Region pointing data
┌──
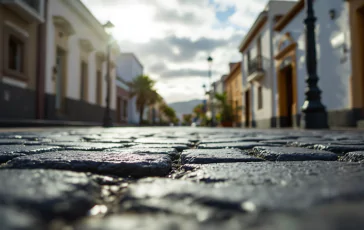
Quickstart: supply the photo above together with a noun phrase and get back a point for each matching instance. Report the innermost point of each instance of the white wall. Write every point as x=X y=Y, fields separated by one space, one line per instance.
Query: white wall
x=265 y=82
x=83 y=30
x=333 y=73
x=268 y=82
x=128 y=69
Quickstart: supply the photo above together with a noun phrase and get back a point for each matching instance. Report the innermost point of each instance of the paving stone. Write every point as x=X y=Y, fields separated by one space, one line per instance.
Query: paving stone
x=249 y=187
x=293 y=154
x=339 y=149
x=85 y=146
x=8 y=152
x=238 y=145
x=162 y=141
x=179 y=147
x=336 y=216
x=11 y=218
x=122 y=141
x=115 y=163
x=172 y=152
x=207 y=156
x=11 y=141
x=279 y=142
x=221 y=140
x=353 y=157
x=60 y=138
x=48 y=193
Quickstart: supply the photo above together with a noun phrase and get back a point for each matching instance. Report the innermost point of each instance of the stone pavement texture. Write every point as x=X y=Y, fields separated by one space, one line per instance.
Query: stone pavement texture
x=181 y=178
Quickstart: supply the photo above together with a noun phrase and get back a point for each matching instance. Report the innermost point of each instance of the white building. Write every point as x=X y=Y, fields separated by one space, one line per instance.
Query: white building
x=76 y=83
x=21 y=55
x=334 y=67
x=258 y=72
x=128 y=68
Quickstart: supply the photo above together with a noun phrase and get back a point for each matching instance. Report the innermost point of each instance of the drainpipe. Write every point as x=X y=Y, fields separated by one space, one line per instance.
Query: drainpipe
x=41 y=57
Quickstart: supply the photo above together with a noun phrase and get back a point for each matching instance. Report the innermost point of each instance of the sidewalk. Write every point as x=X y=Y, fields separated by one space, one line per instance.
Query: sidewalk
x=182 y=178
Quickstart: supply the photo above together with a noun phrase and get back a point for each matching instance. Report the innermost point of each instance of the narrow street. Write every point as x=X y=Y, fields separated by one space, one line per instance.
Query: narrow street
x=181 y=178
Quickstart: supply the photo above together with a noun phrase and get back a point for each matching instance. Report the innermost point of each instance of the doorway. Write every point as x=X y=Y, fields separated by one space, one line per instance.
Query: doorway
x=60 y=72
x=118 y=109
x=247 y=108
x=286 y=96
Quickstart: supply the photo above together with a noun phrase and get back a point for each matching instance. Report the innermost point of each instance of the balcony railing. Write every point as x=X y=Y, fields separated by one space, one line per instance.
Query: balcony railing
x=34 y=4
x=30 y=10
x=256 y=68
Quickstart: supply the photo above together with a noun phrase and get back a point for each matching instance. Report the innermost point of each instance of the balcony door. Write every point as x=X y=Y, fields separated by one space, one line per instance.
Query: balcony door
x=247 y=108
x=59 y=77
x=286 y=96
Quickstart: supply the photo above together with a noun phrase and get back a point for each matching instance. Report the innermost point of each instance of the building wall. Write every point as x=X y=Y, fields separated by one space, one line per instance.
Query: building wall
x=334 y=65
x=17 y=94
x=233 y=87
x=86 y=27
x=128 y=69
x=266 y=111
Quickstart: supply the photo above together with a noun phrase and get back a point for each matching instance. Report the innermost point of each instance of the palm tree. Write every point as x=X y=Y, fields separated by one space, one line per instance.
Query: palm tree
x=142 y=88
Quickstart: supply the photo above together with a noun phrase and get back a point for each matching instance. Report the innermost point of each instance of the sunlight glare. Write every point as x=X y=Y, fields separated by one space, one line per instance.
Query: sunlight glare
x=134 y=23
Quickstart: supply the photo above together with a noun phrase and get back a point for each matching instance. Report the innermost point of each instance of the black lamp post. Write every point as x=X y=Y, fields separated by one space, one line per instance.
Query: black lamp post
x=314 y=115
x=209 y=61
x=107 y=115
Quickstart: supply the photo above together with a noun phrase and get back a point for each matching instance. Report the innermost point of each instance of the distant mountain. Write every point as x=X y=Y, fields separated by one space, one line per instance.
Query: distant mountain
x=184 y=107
└──
» **WORK INSTRUCTIONS**
Pictures do not go in the copy; print every entry exactly as it stands.

» **TASK RESULT**
Quickstart: supply the photo above together with a noun phrase and get back a point for each matching instance. Report the innermost point of each instance of the white wall. Write every point as x=X y=Y, fields separated by one space, one line per instance.
Query: white wall
x=265 y=82
x=83 y=30
x=333 y=73
x=268 y=82
x=128 y=69
Quickstart: supply the photo above together with a noun phrase and get back a point for each matching instance. Report the innermost point of each instance of the paving stone. Write every point as x=X y=Y, fields separated by one space, one line per instance.
Query: paving stone
x=249 y=187
x=293 y=154
x=339 y=149
x=85 y=146
x=8 y=152
x=238 y=145
x=162 y=141
x=179 y=147
x=336 y=216
x=11 y=218
x=122 y=141
x=115 y=163
x=172 y=152
x=207 y=156
x=11 y=141
x=279 y=142
x=221 y=140
x=353 y=157
x=60 y=138
x=48 y=193
Quickstart: supply the photo above together with a noun phrase and get back a point for each matching instance. Report the innermost point of each instance of the stone pavement texture. Write every point as x=X y=Y, fields separated by one space, one line per instance.
Query: stone pavement texture
x=181 y=178
Quickstart: supply the photo above together with a noun phrase and get back a point for each matching instance. Report the innermost point of each instance of the white building. Write every point as x=X y=Y, fields separated by one space, one line per instance.
Query: white building
x=76 y=83
x=21 y=55
x=334 y=67
x=258 y=72
x=128 y=68
Quickstart: supply the photo above together with a noun phrase and get back a point for each matching instance. Report the innermost point of each instance of the drainpipe. Write every point as x=X y=Y, fields separated by one space, one line per instance.
Query: drainpipe
x=41 y=57
Quickstart: supply the photo above together with a noun phrase and get back a point for each matching instance. Report the innermost point of each instance of the sidewalk. Write every point as x=X y=Y, fields separated by one space, one line per instance.
Query: sidewalk
x=182 y=178
Quickstart: supply the photo above together with a noun phrase and get back a point for each matching instance. Report the innermost point of each instance of the narrow street. Write every point as x=X y=Y, fields separated by one space, one line per instance.
Query: narrow street
x=181 y=178
Quickstart: supply the photo above together with a noun phrase and get back a point for each matching instance. Report the innermost point of each instance of the doorway. Write every point as x=X y=Y, fields separated by one space, one line per instance.
Query: doorway
x=60 y=72
x=118 y=109
x=247 y=108
x=286 y=96
Quickstart: supply the photo above together with a noun phrase and get back a point for each matching instance. Report the innermost point of each instance of the balcony railing. Write every point as x=X y=Y, fields separated by one space, one line per instance.
Query: balcony railing
x=34 y=4
x=30 y=10
x=256 y=68
Quickstart: supply the photo above together with a noun phrase and get back a point for each matching instance. Report the innermost point of each instance of the balcony door. Write every point as x=X y=Y, fields separated by one space, one line per instance.
Query: balcony door
x=247 y=108
x=59 y=77
x=286 y=96
Quickstart: supply the photo above together with a noun phrase and get back a point for each matching instance. Report the innermost point of each instance of the building wall. Write every point as x=X y=Y, fields separated by one space, one line per instance.
Query: building wall
x=334 y=65
x=17 y=94
x=233 y=87
x=86 y=27
x=128 y=69
x=266 y=111
Quickstart: supply the photo above together with a noun phrase and get back a point for each matching instance. Report the innermost point of each instance of the palm tree. Write every point as x=X y=Y, fields separated by one space, one line per instance.
Query: palm tree
x=142 y=88
Quickstart: supply the photo above together with a noun phrase and get back a point for each matching instance. Report the innermost point of each instance of the sunlight glare. Write every point as x=X y=Y, fields separated by one space, one line per instance.
Query: sunlight glare
x=134 y=23
Quickstart: supply the photo above together with a noun phrase and get back a point for each matching instance. Report the innermost point of each instance of the black lamp post. Write every point as x=X y=Y, fields separated by one space, one line per instance.
Query: black lamp post
x=314 y=115
x=209 y=61
x=107 y=115
Quickstart: supply the photo above together with a noun phrase and get back a point for each matching instance. Report the innermost point of each instance of the distant mountain. Write every point as x=X y=Y, fields separated by one space, one line per instance.
Query: distant mountain
x=184 y=107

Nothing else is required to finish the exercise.